Passage to read:
──────────────────────────────
The experiments looks like perfect good. But I think they should also show and compare the recall and confusion matrix, because it is necessarily to see how much will this algorithm confuse the similar classes. Also when they are comparing borrowing examples from other classes, it is better for them to compare with the algorithms with and without transformation as well.

ReplyDelete
Replies
UnknownOctober 10, 2013 at 12:17 AM
This paper is quite interesting, in the sense that it tries to borrow examples from other categories to boost the performance. It actually confirms the idea of sharing between object categories: the ontology (list of categories we can recognize) is not flat, the classes out there are not independent. The classes can have a lot to share with each other. For example if you want to distinguish between cat and dog, between tiger and dog, and between cat and tiger, the weight it learned should be very different. And intuitively the weights learned from separating cats from dogs can be quite similar (or useful) for separating tigers from dogs. This is because animals have a tree-like taxonomy. The other interesting stuff is about the functionality: armchairs and sofa look similar because they want to serve a similar function, they utilized this fact, too. Neat.
──────────────────────────────
Extracted material:
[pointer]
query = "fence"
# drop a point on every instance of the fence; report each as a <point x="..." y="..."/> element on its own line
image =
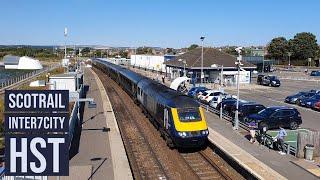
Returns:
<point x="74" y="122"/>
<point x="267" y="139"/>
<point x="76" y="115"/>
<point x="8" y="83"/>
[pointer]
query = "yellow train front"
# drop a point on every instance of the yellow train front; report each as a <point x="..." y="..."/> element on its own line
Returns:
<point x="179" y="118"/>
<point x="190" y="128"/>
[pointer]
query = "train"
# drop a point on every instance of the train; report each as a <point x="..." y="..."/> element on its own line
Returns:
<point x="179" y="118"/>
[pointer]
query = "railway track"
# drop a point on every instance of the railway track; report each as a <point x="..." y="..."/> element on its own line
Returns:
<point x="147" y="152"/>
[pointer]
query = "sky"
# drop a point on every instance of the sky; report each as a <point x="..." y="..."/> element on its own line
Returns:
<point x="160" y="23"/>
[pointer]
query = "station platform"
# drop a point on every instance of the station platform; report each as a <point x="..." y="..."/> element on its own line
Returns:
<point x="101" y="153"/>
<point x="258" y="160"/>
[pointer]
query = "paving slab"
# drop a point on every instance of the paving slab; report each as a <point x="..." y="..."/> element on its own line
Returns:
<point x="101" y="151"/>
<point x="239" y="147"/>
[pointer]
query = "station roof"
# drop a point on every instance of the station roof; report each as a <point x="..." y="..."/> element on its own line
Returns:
──────────────────────────────
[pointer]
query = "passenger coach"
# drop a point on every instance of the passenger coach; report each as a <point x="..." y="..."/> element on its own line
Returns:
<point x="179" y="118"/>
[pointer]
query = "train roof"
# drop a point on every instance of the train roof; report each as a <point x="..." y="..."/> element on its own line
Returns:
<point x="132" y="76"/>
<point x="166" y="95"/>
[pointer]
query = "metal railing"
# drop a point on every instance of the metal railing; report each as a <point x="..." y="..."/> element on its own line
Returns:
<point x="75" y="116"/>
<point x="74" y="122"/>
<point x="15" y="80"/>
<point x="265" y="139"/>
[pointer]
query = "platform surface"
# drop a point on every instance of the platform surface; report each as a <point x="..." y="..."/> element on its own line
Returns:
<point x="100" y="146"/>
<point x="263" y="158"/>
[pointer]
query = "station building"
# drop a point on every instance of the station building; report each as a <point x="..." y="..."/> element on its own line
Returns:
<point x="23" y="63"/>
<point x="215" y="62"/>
──────────────────────────────
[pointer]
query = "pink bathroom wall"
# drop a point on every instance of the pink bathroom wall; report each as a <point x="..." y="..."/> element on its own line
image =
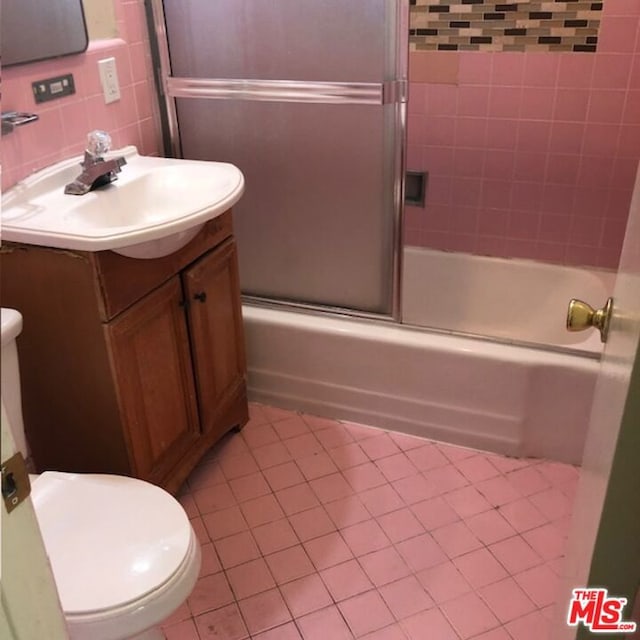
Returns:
──────────────────────────────
Set task:
Quote the passage from the paper comments above, starting at the words "The experiments looks" and stopping after "transformation as well.".

Worked answer:
The experiments looks like perfect good. But I think they should also show and compare the recall and confusion matrix, because it is necessarily to see how much will this algorithm confuse the similar classes. Also when they are comparing borrowing examples from other classes, it is better for them to compare with the algorithms with and without transformation as well.